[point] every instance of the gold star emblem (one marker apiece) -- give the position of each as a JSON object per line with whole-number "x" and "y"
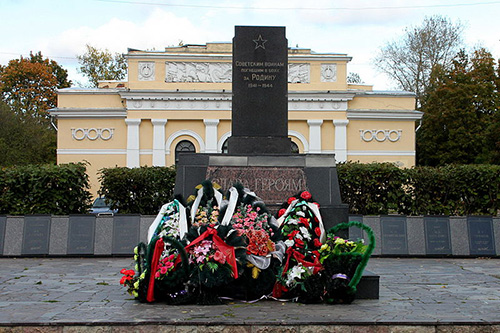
{"x": 259, "y": 42}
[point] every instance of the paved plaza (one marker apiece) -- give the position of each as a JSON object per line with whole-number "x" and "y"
{"x": 424, "y": 293}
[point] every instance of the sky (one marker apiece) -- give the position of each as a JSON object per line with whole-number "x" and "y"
{"x": 60, "y": 29}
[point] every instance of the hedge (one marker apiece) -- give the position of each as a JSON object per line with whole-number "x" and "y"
{"x": 368, "y": 189}
{"x": 138, "y": 190}
{"x": 44, "y": 189}
{"x": 382, "y": 188}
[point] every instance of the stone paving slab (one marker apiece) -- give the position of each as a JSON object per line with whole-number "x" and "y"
{"x": 413, "y": 292}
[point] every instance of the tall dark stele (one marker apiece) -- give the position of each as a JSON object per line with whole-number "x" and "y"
{"x": 260, "y": 85}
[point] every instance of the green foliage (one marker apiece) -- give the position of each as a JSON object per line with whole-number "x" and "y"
{"x": 99, "y": 65}
{"x": 138, "y": 190}
{"x": 382, "y": 188}
{"x": 28, "y": 85}
{"x": 24, "y": 140}
{"x": 461, "y": 123}
{"x": 375, "y": 188}
{"x": 45, "y": 189}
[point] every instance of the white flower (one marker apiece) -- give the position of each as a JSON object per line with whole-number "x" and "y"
{"x": 305, "y": 233}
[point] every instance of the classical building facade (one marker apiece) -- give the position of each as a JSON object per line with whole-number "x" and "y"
{"x": 179, "y": 99}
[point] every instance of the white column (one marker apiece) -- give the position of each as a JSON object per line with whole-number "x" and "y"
{"x": 340, "y": 140}
{"x": 159, "y": 141}
{"x": 133, "y": 160}
{"x": 315, "y": 135}
{"x": 211, "y": 135}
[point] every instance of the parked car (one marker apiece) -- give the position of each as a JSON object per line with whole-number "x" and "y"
{"x": 100, "y": 207}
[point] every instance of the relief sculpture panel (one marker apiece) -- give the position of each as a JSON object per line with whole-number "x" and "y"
{"x": 198, "y": 72}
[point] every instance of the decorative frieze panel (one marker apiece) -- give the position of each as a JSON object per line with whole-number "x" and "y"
{"x": 328, "y": 72}
{"x": 299, "y": 73}
{"x": 217, "y": 72}
{"x": 212, "y": 72}
{"x": 380, "y": 135}
{"x": 92, "y": 134}
{"x": 146, "y": 71}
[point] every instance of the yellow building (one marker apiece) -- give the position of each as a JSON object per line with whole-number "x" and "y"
{"x": 180, "y": 100}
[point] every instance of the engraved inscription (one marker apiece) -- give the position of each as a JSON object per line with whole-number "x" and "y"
{"x": 259, "y": 74}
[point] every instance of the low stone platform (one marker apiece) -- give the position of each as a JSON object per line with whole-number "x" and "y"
{"x": 83, "y": 295}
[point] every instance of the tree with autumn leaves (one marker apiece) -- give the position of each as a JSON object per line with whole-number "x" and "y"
{"x": 28, "y": 90}
{"x": 461, "y": 122}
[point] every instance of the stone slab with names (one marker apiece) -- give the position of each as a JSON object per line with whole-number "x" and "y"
{"x": 481, "y": 235}
{"x": 437, "y": 235}
{"x": 394, "y": 235}
{"x": 3, "y": 222}
{"x": 36, "y": 235}
{"x": 81, "y": 234}
{"x": 126, "y": 233}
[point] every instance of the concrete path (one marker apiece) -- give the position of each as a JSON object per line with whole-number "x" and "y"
{"x": 418, "y": 293}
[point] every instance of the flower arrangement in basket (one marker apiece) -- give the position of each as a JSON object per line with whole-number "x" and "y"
{"x": 344, "y": 262}
{"x": 264, "y": 246}
{"x": 304, "y": 234}
{"x": 161, "y": 265}
{"x": 216, "y": 252}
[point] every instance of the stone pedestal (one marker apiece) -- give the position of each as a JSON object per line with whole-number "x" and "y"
{"x": 274, "y": 178}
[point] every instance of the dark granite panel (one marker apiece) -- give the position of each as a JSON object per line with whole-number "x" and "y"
{"x": 3, "y": 223}
{"x": 126, "y": 233}
{"x": 481, "y": 240}
{"x": 273, "y": 184}
{"x": 81, "y": 234}
{"x": 355, "y": 233}
{"x": 36, "y": 235}
{"x": 437, "y": 235}
{"x": 394, "y": 235}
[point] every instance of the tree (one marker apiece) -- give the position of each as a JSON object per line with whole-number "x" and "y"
{"x": 24, "y": 140}
{"x": 461, "y": 122}
{"x": 99, "y": 65}
{"x": 28, "y": 85}
{"x": 410, "y": 59}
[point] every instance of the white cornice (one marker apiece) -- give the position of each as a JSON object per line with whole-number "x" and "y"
{"x": 89, "y": 112}
{"x": 384, "y": 114}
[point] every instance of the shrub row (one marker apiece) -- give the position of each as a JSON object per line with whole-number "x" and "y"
{"x": 382, "y": 188}
{"x": 44, "y": 189}
{"x": 139, "y": 190}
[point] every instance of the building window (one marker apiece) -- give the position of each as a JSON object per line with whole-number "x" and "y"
{"x": 224, "y": 147}
{"x": 184, "y": 146}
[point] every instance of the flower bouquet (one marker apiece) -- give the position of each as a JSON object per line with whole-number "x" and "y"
{"x": 304, "y": 234}
{"x": 216, "y": 255}
{"x": 344, "y": 261}
{"x": 215, "y": 252}
{"x": 264, "y": 246}
{"x": 162, "y": 266}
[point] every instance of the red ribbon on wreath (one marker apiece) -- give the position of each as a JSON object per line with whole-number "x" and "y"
{"x": 291, "y": 252}
{"x": 227, "y": 250}
{"x": 159, "y": 247}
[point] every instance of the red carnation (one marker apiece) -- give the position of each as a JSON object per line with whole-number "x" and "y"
{"x": 306, "y": 195}
{"x": 304, "y": 221}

== PROBLEM TO SOLVE ==
Reproduce all the material exactly, omitting images.

== RESULT OF THIS EXERCISE ==
[point] every instance of the gold star emblem (one marker apiece) -- give the position of each as a JSON object per line with whole-number "x" and "y"
{"x": 259, "y": 42}
[point] every instance of the paved plaza (one marker apiece) -- give the position of each as a JSON object per line with whole-number "x" and "y"
{"x": 424, "y": 293}
[point] every instance of the sky (one marker apiece) -- give the position of each as a JSON object per line with whole-number "x" and "y"
{"x": 60, "y": 29}
[point] every instance of the hedge (one marker apiece) -- give the position of each as a JSON object per line with whole-number "x" and "y"
{"x": 368, "y": 189}
{"x": 138, "y": 190}
{"x": 44, "y": 189}
{"x": 382, "y": 188}
[point] every instance of the stone paving slab (one marker apiece) -- give the position of each as a JSON object per line with whole-number "x" and "y"
{"x": 413, "y": 292}
[point] every instance of the tall dark stele (one marker apiece) -- give the position of each as a JSON object per line with whole-number "x" and "y"
{"x": 260, "y": 85}
[point] every instance of the green foliage (one marker apiece) -- give the position of each as a JSON object per line with whole-number "x" and "y"
{"x": 99, "y": 65}
{"x": 138, "y": 190}
{"x": 382, "y": 188}
{"x": 28, "y": 85}
{"x": 24, "y": 140}
{"x": 461, "y": 123}
{"x": 375, "y": 188}
{"x": 45, "y": 189}
[point] every instance of the white flower (one marker apiece) -- give the position of each as a JSON object per line with whole-number "x" and "y"
{"x": 305, "y": 233}
[point] every instance of the classical building facade (one marker apiece) -- give the position of each as a JSON object per line with whole-number "x" and "y"
{"x": 179, "y": 99}
[point] every instance of the white column (one marker apiece) -- give the position of each as a JSON object per line with whole-number "x" and "y"
{"x": 340, "y": 140}
{"x": 159, "y": 141}
{"x": 133, "y": 160}
{"x": 315, "y": 135}
{"x": 211, "y": 135}
[point] every instance of the parked car (one marker apiece) -- give the position of each as a JSON object per line with whole-number "x" and "y"
{"x": 100, "y": 207}
[point] every instance of the relief sculpture panel (one marker apiece) -- give the position of each as a JSON object per line with whole-number "x" and "y"
{"x": 198, "y": 72}
[point] every instance of the decorative frieze panel (one marker apiece) -- give the position of each as a JSON object per line with whole-number "x" and "y"
{"x": 328, "y": 72}
{"x": 299, "y": 73}
{"x": 217, "y": 72}
{"x": 212, "y": 72}
{"x": 380, "y": 135}
{"x": 92, "y": 134}
{"x": 146, "y": 71}
[point] every instance of the yellow building (one marker apiece) -- give the position of each as a JSON object per line with whole-number "x" and "y"
{"x": 180, "y": 100}
[point] every instance of the engraved inscription (one marker apiece) -- give the position of each as a JSON object per line with whole-number "x" and "y"
{"x": 259, "y": 74}
[point] every instance of the low stone platform (one marker apiece) -- give the position of each as a JSON object per line with whole-number "x" and "y"
{"x": 83, "y": 295}
[point] every instance of the tree with autumn leaves (one marker apiece) -- give the position of each as a JSON object per line with whole-number "x" and "y"
{"x": 28, "y": 90}
{"x": 461, "y": 122}
[point] every instance of the stone slab with names (one marker apiece) -- give the position of each as a JSON object per line with whole-number "x" and "y"
{"x": 481, "y": 235}
{"x": 437, "y": 235}
{"x": 394, "y": 235}
{"x": 3, "y": 222}
{"x": 36, "y": 235}
{"x": 81, "y": 234}
{"x": 126, "y": 233}
[point] every instance of the concrete path (one marker apiece) -- give the position of each as a JSON object per line with whole-number "x" and "y"
{"x": 418, "y": 293}
[point] every instance of the flower arrangement in basket (one marker apiece) -- give the position of each as a JSON object per line with whole-number "x" and "y"
{"x": 344, "y": 262}
{"x": 264, "y": 246}
{"x": 304, "y": 234}
{"x": 161, "y": 265}
{"x": 216, "y": 252}
[point] every instance of the stone pedestal (one marker apiece) -- give the position of each as a JSON object per line with whole-number "x" and "y"
{"x": 274, "y": 178}
[point] every instance of the dark granite panel (one marker apiece) -- give the position of each as a JSON object per line with whole-number "x" and "y"
{"x": 3, "y": 223}
{"x": 126, "y": 233}
{"x": 481, "y": 240}
{"x": 273, "y": 184}
{"x": 81, "y": 234}
{"x": 355, "y": 233}
{"x": 36, "y": 235}
{"x": 437, "y": 235}
{"x": 394, "y": 235}
[point] every instance of the tree (one marker apiece) -- give the position of each as a JSON object per line with whole-number "x" and "y"
{"x": 24, "y": 140}
{"x": 461, "y": 122}
{"x": 99, "y": 65}
{"x": 28, "y": 85}
{"x": 410, "y": 59}
[point] every instance of the white cornice (one marker apiece) -- give the position of each as a JSON object per line with whole-number "x" and "y"
{"x": 89, "y": 112}
{"x": 384, "y": 114}
[point] every instance of the shrub row (one marker apiece) -- give the position of each as a JSON object per line with whole-number "x" and "y"
{"x": 382, "y": 188}
{"x": 44, "y": 189}
{"x": 139, "y": 190}
[point] every instance of the building window (one marker apiece) -- give the position of each as a JSON object per line with whole-number "x" and "y"
{"x": 224, "y": 147}
{"x": 184, "y": 146}
[point] every instance of the flower bouquet (one marker apiece) -- give the position of each as a JSON object per line with whole-number "x" and "y"
{"x": 304, "y": 234}
{"x": 216, "y": 255}
{"x": 344, "y": 261}
{"x": 215, "y": 252}
{"x": 264, "y": 246}
{"x": 162, "y": 266}
[point] every instance of the red ribbon on wreath (one marker apiece) -- give the position of each as a JSON object per line with whole-number "x" and "y"
{"x": 291, "y": 252}
{"x": 227, "y": 250}
{"x": 159, "y": 247}
[point] every instance of the red carnation (one marker apiece) -- give the position of each as a JSON object per line with whole-number "x" and "y"
{"x": 306, "y": 195}
{"x": 304, "y": 221}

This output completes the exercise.